## [WHAT YOU ARE ASKED TO DO]
Rewrite the records below from the line with "I would be grateful for your help identifying the eyebrow" through the end of the records, including the requests, and resize every answer coordinate by multiplying it by 1.7 and rounding to a whole number, with halves rounded up. Leave the numbers in the requests and their format samples unchanged.

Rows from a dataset
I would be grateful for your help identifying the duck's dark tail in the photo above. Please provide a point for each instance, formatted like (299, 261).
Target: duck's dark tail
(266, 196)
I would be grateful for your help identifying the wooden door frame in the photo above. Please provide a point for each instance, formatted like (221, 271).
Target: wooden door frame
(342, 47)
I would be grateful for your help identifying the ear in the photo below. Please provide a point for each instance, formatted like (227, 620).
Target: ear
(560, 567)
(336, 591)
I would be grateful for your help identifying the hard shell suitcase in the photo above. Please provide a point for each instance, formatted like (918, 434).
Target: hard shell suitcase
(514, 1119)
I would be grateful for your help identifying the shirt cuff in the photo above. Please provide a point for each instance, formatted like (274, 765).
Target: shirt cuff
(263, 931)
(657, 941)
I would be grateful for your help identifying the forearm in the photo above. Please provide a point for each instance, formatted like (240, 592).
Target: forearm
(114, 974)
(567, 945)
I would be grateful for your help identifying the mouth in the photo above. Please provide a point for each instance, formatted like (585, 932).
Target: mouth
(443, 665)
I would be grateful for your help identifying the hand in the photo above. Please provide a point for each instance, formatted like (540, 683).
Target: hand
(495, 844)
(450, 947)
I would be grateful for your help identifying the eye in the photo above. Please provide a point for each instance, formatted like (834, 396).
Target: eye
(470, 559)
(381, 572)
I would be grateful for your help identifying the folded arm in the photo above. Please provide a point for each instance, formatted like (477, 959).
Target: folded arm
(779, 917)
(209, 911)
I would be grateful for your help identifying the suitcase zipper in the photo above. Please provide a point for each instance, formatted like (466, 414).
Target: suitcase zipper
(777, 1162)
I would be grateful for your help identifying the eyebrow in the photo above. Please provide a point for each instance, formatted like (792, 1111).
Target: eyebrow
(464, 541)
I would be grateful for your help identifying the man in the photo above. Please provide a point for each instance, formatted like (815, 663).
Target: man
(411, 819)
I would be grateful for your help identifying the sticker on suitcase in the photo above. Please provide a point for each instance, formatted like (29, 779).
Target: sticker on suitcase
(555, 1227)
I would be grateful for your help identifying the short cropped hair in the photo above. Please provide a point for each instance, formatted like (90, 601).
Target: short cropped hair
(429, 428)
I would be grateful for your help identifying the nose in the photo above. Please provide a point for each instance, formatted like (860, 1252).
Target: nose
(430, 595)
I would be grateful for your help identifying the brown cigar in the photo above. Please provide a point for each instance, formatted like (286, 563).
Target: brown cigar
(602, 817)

## [EXERCISE OUTPUT]
I would be grateful for your help identifying the eyebrow in the photo above. Please provide a point for each instance, formatted like (792, 1111).
Target: eyebrow
(789, 920)
I would be grateful for your help identifying the man in the photo above. Please provide a point for each instance, formatted like (815, 663).
Target: man
(699, 1392)
I would be grateful for your help identifying the sticker on suitcase in the photo above. Please provide a point for each instance, formatted like (29, 779).
Target: sticker on suitcase
(944, 2086)
I would be grateful for your help identifying the short cropped hair in the photo above. Please provide a point for each instance, formatted like (90, 601).
Target: short cropped hair
(729, 728)
I would be grateful for your help identifying the nose in the photo above. Please provide a point for each instance, formatted like (860, 1252).
Target: nose
(731, 1012)
I would be grateful for your help identifying the brown cigar in the photo above. Please provide a point for each instance, formatted like (286, 563).
Target: brown cigar
(1023, 1389)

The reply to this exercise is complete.